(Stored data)
<<<<
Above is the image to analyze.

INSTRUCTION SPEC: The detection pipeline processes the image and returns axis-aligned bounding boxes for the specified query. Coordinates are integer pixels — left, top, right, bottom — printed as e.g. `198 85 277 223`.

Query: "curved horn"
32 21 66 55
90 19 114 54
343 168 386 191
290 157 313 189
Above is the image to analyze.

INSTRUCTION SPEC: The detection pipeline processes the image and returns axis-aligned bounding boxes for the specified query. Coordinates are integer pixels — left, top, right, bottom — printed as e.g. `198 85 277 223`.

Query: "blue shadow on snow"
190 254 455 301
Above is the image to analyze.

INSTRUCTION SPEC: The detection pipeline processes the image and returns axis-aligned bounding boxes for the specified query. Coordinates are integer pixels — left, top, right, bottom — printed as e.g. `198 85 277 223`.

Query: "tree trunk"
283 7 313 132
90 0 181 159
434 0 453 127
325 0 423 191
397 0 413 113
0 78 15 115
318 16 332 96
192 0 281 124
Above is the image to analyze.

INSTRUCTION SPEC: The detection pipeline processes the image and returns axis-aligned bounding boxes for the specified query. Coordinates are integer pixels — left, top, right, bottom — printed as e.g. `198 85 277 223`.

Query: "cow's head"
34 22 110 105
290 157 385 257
>>>>
<<<<
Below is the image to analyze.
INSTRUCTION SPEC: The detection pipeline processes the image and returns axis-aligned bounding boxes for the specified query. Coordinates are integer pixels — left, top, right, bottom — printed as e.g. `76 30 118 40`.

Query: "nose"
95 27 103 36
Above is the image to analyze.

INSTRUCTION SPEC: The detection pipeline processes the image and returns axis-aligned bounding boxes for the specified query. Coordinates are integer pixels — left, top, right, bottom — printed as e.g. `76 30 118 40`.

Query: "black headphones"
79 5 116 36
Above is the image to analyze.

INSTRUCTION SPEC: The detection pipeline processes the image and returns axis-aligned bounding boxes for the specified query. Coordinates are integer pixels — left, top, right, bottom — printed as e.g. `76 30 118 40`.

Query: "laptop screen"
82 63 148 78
>>>>
<<<<
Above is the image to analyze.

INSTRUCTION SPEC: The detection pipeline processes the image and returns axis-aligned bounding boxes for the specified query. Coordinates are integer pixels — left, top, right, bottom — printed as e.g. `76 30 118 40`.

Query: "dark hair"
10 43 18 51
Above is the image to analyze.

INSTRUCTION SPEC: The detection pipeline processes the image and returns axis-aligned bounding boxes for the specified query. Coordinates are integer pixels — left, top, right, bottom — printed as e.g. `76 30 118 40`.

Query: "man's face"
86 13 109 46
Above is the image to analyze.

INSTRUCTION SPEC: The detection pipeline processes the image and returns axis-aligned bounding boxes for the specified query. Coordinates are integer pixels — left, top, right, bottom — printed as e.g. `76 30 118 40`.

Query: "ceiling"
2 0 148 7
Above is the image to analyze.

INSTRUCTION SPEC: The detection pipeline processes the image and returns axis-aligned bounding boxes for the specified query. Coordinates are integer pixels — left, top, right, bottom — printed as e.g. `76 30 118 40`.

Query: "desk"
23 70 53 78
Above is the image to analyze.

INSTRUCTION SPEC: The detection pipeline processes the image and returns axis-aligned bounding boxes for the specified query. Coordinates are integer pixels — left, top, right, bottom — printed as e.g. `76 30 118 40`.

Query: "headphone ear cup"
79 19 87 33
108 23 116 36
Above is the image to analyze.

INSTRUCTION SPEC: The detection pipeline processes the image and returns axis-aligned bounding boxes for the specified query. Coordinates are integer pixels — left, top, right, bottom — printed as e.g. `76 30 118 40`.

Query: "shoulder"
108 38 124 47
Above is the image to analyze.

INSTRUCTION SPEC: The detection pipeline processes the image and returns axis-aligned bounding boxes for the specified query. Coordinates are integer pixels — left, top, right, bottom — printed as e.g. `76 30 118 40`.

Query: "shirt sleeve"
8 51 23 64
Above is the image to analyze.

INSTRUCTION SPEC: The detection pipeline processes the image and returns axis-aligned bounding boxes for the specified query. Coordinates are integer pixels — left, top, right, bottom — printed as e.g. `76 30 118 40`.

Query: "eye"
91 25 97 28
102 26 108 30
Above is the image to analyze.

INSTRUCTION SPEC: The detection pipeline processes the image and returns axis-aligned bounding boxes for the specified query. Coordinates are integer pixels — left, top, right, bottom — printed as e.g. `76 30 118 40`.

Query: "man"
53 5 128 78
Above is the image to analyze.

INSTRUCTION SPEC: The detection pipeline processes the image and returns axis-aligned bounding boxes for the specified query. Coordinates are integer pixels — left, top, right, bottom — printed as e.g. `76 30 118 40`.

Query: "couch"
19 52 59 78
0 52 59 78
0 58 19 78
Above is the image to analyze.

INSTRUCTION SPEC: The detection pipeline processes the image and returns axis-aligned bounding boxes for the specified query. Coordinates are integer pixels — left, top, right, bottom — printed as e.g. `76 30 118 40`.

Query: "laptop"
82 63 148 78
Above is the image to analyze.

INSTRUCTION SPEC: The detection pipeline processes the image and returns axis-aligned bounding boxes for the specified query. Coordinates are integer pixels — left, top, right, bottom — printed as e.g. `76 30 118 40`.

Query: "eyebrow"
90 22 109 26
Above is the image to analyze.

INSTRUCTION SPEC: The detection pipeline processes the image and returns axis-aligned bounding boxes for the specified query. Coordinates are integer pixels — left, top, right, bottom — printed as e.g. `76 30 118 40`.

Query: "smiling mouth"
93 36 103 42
>>>>
▶ _WHAT IS EXPECTED_
Copy out the lines of the records between the line containing "Below is the image to analyze." and the line containing "95 27 103 36", inclusive.

▶ _WRITTEN RESPONSE_
Below is the image to analyze.
INSTRUCTION SPEC: The detection pipeline processes the image and returns axis-aligned bounding boxes for the specified query. Coordinates are integer pixels — left, top, right, bottom — printed as e.g. `76 30 118 40`.

Query: "nose"
95 27 103 36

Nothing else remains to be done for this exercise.